SUPPLIED DATA:
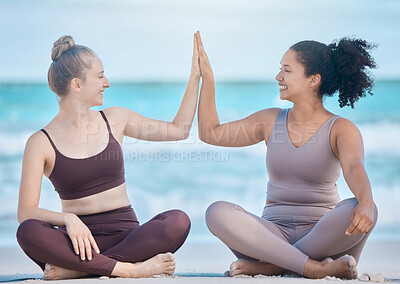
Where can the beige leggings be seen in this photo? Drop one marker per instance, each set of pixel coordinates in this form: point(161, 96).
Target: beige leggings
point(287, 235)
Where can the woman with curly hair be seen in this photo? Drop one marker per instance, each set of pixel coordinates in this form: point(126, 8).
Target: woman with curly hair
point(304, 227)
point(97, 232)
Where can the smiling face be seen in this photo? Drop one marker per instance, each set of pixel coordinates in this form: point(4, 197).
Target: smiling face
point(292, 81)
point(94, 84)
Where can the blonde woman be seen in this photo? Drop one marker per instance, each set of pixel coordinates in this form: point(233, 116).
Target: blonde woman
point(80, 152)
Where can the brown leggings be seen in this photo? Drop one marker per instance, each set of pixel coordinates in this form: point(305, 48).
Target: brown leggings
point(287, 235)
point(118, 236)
---
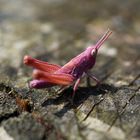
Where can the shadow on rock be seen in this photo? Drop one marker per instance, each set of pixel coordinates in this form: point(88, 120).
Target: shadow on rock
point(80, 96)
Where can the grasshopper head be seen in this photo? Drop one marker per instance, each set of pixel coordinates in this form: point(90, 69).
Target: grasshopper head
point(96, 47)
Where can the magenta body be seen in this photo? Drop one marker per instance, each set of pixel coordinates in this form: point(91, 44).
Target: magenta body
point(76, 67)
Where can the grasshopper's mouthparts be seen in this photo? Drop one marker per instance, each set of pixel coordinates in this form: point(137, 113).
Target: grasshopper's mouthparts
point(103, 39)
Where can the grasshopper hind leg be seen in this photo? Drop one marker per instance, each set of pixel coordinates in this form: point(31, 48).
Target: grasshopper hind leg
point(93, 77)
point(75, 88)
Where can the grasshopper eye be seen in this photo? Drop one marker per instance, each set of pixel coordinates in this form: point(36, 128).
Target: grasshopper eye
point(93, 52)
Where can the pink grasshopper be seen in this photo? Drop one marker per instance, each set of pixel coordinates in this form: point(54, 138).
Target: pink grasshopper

WHAT THIS TASK INVOLVES: In the listing above, find the line containing "Target: shadow on rock" and the line containing "Target: pink grasshopper", then repeat those two lines and everything between them exactly.

RESPONSE AREA:
Target: shadow on rock
point(80, 96)
Where can the grasshopper head be seen in this photo? Drop one marker per instance, each set of pixel coordinates in this form: point(90, 69).
Target: grasshopper head
point(96, 47)
Where can the magenta body be seen in this photo? Drop one marker per instance, each set of pixel coordinates in this form: point(91, 44).
Target: magenta body
point(76, 67)
Where can the grasshopper's mouthparts be seen in this photo? Drop one marker per instance, each set of pixel coordinates in this form: point(137, 113).
Target: grasshopper's mouthparts
point(103, 39)
Where can the grasshopper hind leg be seen in this photo? Drop one marker per instance, each set of pixel coordinates in this form: point(31, 48).
Target: grasshopper hind leg
point(93, 77)
point(75, 88)
Where can the grasshopper eye be seen in this photo? Drop one marker per instance, each set of pixel coordinates in this form: point(36, 128).
Target: grasshopper eye
point(93, 52)
Where can the pink grasshopper be seen in this photo? Drop one marker per instance, each set of pixel coordinates in this form: point(54, 138).
Target: pink grasshopper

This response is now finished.